When the CMI saw the standard disclaimer, from the renowned consulting firm we engaged, it turned out that the positive and encouraging conclusions on the feasibility of our project was in no way a guarantee of success. They rejected our project, ending a process that had already lasted 18 months.
The official reason for our rejection was that the CMI, as that banking institution it really is, only wanted to help projects with a good financial situation, a proof of sustainably in their eyes, before offering the funding that could help turn a profit.
The CMI lives in the paranoia of fraud. To avoid it, the CMI is committed to fund innovative ideas based on a static ‘tasks and expenditures’ table. Instead of wiring money that the companies will be able to use to pay for the expenses they will incur, the CMI works on a reimbursement model. They validate expenses mentioned in the application file, and then reimburse them once paid. This simply doesn’t fit with the agility necessary for a business to be successful. Moreover, the CMI requires its startups to collect three comparative quotes before it reimburses them for necessary services, something a four-person company cannot afford.
And this request doesn’t just create a logistic challenge, it also put in danger the relationship between the CMI and the companies. Collaboration is only possible once trust is established, thus this misplaced fight against fraudsters scares off honest entrepreneurs and causes revenue shortfalls that are greater than the sums the CMI is seeking to preserve.
The CMI does not take the time factor into consideration, let alone the correlation between time and money. Months pass before the members of the various committees agree on a date to meet. A validated file often lingers for more than a month in offices, waiting for some official to sign the corresponding transfer order. Meanwhile, the wages of recruits continue to fall, competition becomes more active, ideas evolve, the market changes, and innovation in Morocco stalls.

(Records from a collection)
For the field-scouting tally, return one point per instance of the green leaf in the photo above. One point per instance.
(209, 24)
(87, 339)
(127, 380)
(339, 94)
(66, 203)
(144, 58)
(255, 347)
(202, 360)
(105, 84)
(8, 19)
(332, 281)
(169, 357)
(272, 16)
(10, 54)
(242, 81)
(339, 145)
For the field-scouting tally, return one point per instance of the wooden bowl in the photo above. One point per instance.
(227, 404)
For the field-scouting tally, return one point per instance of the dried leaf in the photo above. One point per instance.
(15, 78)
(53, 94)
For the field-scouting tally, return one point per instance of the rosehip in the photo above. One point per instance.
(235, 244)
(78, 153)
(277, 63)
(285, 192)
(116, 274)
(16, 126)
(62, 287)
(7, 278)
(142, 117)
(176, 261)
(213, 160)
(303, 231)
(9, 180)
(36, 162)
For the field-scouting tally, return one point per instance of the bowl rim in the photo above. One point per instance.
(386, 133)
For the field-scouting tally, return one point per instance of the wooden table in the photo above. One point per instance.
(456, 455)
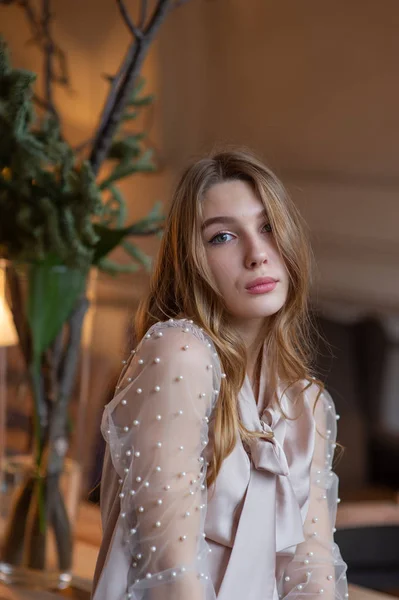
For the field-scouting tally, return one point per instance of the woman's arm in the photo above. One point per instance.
(156, 428)
(317, 569)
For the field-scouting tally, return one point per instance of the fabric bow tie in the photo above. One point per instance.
(267, 453)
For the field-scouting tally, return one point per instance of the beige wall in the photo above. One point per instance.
(313, 87)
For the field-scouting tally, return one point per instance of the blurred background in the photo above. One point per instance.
(313, 88)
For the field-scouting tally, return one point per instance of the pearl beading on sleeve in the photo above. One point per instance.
(157, 429)
(317, 568)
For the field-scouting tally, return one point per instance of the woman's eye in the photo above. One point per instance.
(218, 238)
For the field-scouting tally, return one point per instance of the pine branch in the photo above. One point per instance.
(122, 90)
(48, 58)
(53, 55)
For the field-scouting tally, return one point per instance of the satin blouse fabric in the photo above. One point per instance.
(263, 531)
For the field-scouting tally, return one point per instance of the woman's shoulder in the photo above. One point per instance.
(173, 329)
(313, 394)
(171, 336)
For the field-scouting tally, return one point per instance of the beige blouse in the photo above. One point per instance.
(265, 529)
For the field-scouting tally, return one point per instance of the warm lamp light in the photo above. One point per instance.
(8, 334)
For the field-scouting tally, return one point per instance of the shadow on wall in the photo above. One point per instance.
(360, 367)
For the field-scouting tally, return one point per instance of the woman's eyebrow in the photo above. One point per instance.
(225, 219)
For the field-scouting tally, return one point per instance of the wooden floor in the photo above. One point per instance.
(88, 538)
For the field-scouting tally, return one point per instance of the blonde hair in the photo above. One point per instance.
(181, 283)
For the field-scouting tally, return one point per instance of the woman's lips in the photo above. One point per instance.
(262, 288)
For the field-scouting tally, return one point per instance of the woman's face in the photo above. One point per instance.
(241, 249)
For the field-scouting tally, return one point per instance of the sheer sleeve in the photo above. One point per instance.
(317, 569)
(157, 429)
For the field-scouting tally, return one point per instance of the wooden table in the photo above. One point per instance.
(88, 537)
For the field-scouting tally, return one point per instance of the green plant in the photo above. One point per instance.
(57, 220)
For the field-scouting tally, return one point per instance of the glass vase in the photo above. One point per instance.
(46, 318)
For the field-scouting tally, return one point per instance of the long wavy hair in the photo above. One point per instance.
(182, 284)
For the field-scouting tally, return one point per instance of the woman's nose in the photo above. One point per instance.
(257, 254)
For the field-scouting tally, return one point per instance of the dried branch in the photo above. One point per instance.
(143, 14)
(135, 31)
(114, 107)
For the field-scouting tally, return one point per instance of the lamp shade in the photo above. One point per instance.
(8, 334)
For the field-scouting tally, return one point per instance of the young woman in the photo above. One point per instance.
(217, 480)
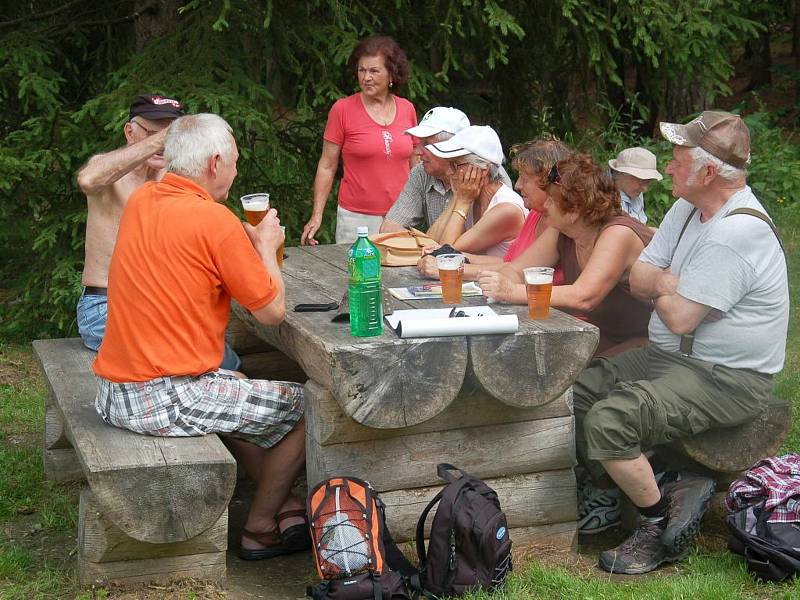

◆ **Work instructions**
Repeat the whole passage about the CMI word for word, from its first sentence to its last. These records are separate material and have no connection to the passage about the CMI.

◆ **Result of the exercise**
When the CMI saw the standard disclaimer, from the renowned consulting firm we engaged, it turned out that the positive and encouraging conclusions on the feasibility of our project was in no way a guarantee of success. They rejected our project, ending a process that had already lasted 18 months.
The official reason for our rejection was that the CMI, as that banking institution it really is, only wanted to help projects with a good financial situation, a proof of sustainably in their eyes, before offering the funding that could help turn a profit.
The CMI lives in the paranoia of fraud. To avoid it, the CMI is committed to fund innovative ideas based on a static ‘tasks and expenditures’ table. Instead of wiring money that the companies will be able to use to pay for the expenses they will incur, the CMI works on a reimbursement model. They validate expenses mentioned in the application file, and then reimburse them once paid. This simply doesn’t fit with the agility necessary for a business to be successful. Moreover, the CMI requires its startups to collect three comparative quotes before it reimburses them for necessary services, something a four-person company cannot afford.
And this request doesn’t just create a logistic challenge, it also put in danger the relationship between the CMI and the companies. Collaboration is only possible once trust is established, thus this misplaced fight against fraudsters scares off honest entrepreneurs and causes revenue shortfalls that are greater than the sums the CMI is seeking to preserve.
The CMI does not take the time factor into consideration, let alone the correlation between time and money. Months pass before the members of the various committees agree on a date to meet. A validated file often lingers for more than a month in offices, waiting for some official to sign the corresponding transfer order. Meanwhile, the wages of recruits continue to fall, competition becomes more active, ideas evolve, the market changes, and innovation in Morocco stalls.